(Raw items)
☆ ☆ ☆ ☆ ☆ ☆ ☆

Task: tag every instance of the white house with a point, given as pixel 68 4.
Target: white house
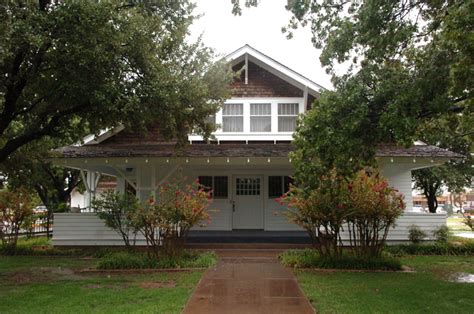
pixel 247 166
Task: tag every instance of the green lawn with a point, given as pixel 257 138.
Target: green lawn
pixel 426 290
pixel 35 284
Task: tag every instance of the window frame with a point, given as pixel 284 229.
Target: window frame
pixel 284 179
pixel 269 104
pixel 247 134
pixel 233 116
pixel 287 115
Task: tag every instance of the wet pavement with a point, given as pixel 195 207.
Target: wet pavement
pixel 248 282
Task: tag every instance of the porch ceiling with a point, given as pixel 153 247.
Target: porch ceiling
pixel 262 150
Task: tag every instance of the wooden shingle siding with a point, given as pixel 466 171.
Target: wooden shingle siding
pixel 261 83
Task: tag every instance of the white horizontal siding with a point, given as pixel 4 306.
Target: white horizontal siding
pixel 88 230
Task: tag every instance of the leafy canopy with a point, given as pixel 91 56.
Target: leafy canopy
pixel 71 68
pixel 407 62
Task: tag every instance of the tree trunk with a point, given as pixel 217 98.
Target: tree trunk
pixel 432 202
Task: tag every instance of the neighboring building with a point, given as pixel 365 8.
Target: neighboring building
pixel 248 164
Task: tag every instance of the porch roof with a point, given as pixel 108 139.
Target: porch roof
pixel 229 150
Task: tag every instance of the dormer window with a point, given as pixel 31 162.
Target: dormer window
pixel 287 115
pixel 260 117
pixel 233 118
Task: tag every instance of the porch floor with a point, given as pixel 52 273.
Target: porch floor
pixel 249 236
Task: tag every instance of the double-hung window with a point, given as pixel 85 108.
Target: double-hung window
pixel 287 115
pixel 278 185
pixel 260 117
pixel 233 118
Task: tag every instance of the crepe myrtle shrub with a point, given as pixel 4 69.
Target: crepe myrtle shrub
pixel 374 207
pixel 321 211
pixel 16 207
pixel 415 234
pixel 117 210
pixel 166 220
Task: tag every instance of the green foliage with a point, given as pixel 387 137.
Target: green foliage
pixel 126 260
pixel 121 64
pixel 441 234
pixel 365 203
pixel 312 259
pixel 415 234
pixel 438 248
pixel 176 209
pixel 321 211
pixel 118 210
pixel 404 83
pixel 453 132
pixel 16 207
pixel 375 209
pixel 468 222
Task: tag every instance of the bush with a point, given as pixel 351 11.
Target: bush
pixel 365 203
pixel 16 207
pixel 432 249
pixel 127 260
pixel 441 234
pixel 415 234
pixel 117 211
pixel 469 222
pixel 312 259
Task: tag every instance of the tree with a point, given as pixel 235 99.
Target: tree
pixel 117 210
pixel 408 62
pixel 72 68
pixel 29 168
pixel 16 207
pixel 452 132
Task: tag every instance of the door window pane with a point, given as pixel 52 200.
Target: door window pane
pixel 247 186
pixel 220 187
pixel 274 186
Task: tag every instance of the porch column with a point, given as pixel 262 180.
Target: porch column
pixel 91 179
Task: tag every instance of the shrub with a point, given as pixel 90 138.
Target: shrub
pixel 365 203
pixel 16 207
pixel 321 211
pixel 117 211
pixel 312 259
pixel 415 234
pixel 127 260
pixel 178 207
pixel 375 206
pixel 437 248
pixel 468 222
pixel 441 234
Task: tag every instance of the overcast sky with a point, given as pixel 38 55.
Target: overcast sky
pixel 261 28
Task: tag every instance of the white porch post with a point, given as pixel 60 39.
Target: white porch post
pixel 91 179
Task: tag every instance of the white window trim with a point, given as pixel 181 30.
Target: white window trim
pixel 255 136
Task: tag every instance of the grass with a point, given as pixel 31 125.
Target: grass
pixel 311 259
pixel 426 290
pixel 37 284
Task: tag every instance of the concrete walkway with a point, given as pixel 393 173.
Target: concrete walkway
pixel 248 282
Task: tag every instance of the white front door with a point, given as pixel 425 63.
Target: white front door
pixel 248 202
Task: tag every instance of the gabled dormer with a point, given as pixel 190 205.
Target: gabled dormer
pixel 266 100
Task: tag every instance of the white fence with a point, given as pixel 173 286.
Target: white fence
pixel 86 229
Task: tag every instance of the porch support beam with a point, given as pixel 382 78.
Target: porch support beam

☆ ☆ ☆ ☆ ☆ ☆ ☆

*Short task:* Render every line of the items above as a Markdown table with the columns "Row" and "Line", omitting blank lines and leaving the pictures out of the answer.

*The response:*
| Row | Line |
|---|---|
| 1 | Task: tag every instance of the white house with a point, given as pixel 68 4. |
| 2 | Target: white house |
| 3 | pixel 247 166 |
| 4 | Task: tag every instance of the green lawn with a point, given as pixel 257 138. |
| 5 | Target: green lawn |
| 6 | pixel 426 290 |
| 7 | pixel 35 284 |
| 8 | Task: tag every instance of the window frame with a point, given as pixel 284 229. |
| 9 | Target: window frame |
| 10 | pixel 284 179 |
| 11 | pixel 269 104 |
| 12 | pixel 247 134 |
| 13 | pixel 233 116 |
| 14 | pixel 287 115 |
| 15 | Task: tag every instance of the wet pavement with a point, given as pixel 195 207. |
| 16 | Target: wet pavement |
| 17 | pixel 248 282 |
| 18 | Task: tag every instance of the porch ceiling with a point, given as pixel 153 247. |
| 19 | Target: porch ceiling |
| 20 | pixel 262 150 |
| 21 | Task: tag every instance of the wooden shingle siding with a point, given as pixel 466 171. |
| 22 | Target: wooden shingle siding |
| 23 | pixel 261 83 |
| 24 | Task: tag every instance of the white horizontal siding with a point, given as pixel 4 306. |
| 25 | Target: white horizontal siding |
| 26 | pixel 88 230 |
| 27 | Task: tag every instance of the leafy canopy with a point, given as pixel 91 56. |
| 28 | Target: leafy canopy |
| 29 | pixel 71 68 |
| 30 | pixel 407 62 |
| 31 | Task: tag every instance of the tree trunk with a point, given as pixel 217 98. |
| 32 | Target: tree trunk |
| 33 | pixel 432 202 |
| 34 | Task: tag every instance of the neighboring building with a point, given as pixel 365 8. |
| 35 | Target: neighboring building |
| 36 | pixel 248 164 |
| 37 | Task: tag every instance of the porch roof with a point, given as pixel 108 139. |
| 38 | Target: porch roof |
| 39 | pixel 229 150 |
| 40 | Task: tag every instance of the dormer window with a point, given as pixel 31 162. |
| 41 | Target: dormer window |
| 42 | pixel 287 115 |
| 43 | pixel 260 117 |
| 44 | pixel 233 118 |
| 45 | Task: tag every instance of the porch floor with a point, given as pixel 52 273. |
| 46 | Target: porch floor |
| 47 | pixel 249 236 |
| 48 | Task: tag every instance of the double-hung window with a point, given as pixel 85 108. |
| 49 | Target: double-hung window |
| 50 | pixel 287 115 |
| 51 | pixel 278 185 |
| 52 | pixel 260 117 |
| 53 | pixel 233 118 |
| 54 | Task: tag every instance of the crepe myrtle shrub with a point, given as pixel 4 69. |
| 55 | Target: crepe myrtle shrub |
| 56 | pixel 374 207 |
| 57 | pixel 321 211 |
| 58 | pixel 16 207 |
| 59 | pixel 415 234 |
| 60 | pixel 117 210 |
| 61 | pixel 166 220 |
| 62 | Task: tag every instance of the green foliage with a point, given as pixel 387 137. |
| 63 | Target: green foliage |
| 64 | pixel 126 260 |
| 65 | pixel 121 64 |
| 66 | pixel 441 234 |
| 67 | pixel 365 203 |
| 68 | pixel 312 259 |
| 69 | pixel 415 234 |
| 70 | pixel 438 248 |
| 71 | pixel 176 209 |
| 72 | pixel 321 211 |
| 73 | pixel 118 210 |
| 74 | pixel 404 83 |
| 75 | pixel 453 132 |
| 76 | pixel 16 207 |
| 77 | pixel 375 209 |
| 78 | pixel 468 222 |
| 79 | Task: tag every instance of the bush with a point, given as pixel 351 11. |
| 80 | Target: bush |
| 81 | pixel 365 203 |
| 82 | pixel 16 207 |
| 83 | pixel 432 249 |
| 84 | pixel 127 260 |
| 85 | pixel 441 234 |
| 86 | pixel 415 234 |
| 87 | pixel 117 211 |
| 88 | pixel 469 222 |
| 89 | pixel 312 259 |
| 90 | Task: tag every instance of the tree with a point, given as pixel 235 99. |
| 91 | Target: tree |
| 92 | pixel 117 210 |
| 93 | pixel 408 62 |
| 94 | pixel 72 68 |
| 95 | pixel 29 168 |
| 96 | pixel 16 207 |
| 97 | pixel 452 132 |
| 98 | Task: tag every instance of the door window pane with a point, given as pixel 52 200. |
| 99 | Target: door window pane |
| 100 | pixel 247 186 |
| 101 | pixel 220 187 |
| 102 | pixel 274 186 |
| 103 | Task: tag every instance of the porch column with a point, given as pixel 262 180. |
| 104 | Target: porch column |
| 105 | pixel 91 179 |
| 106 | Task: tag every instance of the shrub with a point, given as pixel 90 138. |
| 107 | Target: shrub |
| 108 | pixel 365 203 |
| 109 | pixel 16 207 |
| 110 | pixel 321 211 |
| 111 | pixel 117 211 |
| 112 | pixel 312 259 |
| 113 | pixel 415 234 |
| 114 | pixel 127 260 |
| 115 | pixel 178 207 |
| 116 | pixel 375 206 |
| 117 | pixel 437 248 |
| 118 | pixel 468 222 |
| 119 | pixel 441 234 |
| 120 | Task: tag every instance of the overcast sky with a point, given as pixel 38 55. |
| 121 | Target: overcast sky |
| 122 | pixel 261 28 |
| 123 | Task: tag every instance of the white porch post with a point, given as pixel 60 39. |
| 124 | Target: white porch post |
| 125 | pixel 91 179 |
| 126 | Task: tag every instance of the white window trim with a point, given as pixel 181 30. |
| 127 | Target: white window trim |
| 128 | pixel 255 136 |
| 129 | Task: tag every instance of the grass with a point, given as pixel 31 125. |
| 130 | Target: grass |
| 131 | pixel 311 259 |
| 132 | pixel 426 290 |
| 133 | pixel 37 284 |
| 134 | Task: tag every instance of the concrete walkway with a point, given as pixel 393 173. |
| 135 | Target: concrete walkway |
| 136 | pixel 248 282 |
| 137 | Task: tag every instance of the white front door with a point, given as pixel 425 63. |
| 138 | Target: white front door |
| 139 | pixel 248 202 |
| 140 | Task: tag every instance of the gabled dormer with a point, given as pixel 190 205. |
| 141 | Target: gabled dormer |
| 142 | pixel 266 100 |
| 143 | Task: tag every instance of the white fence with a point, given as pixel 173 286. |
| 144 | Target: white fence |
| 145 | pixel 86 229 |
| 146 | Task: tag every instance of the porch support beam with a point, given as pixel 382 78. |
| 147 | Target: porch support beam |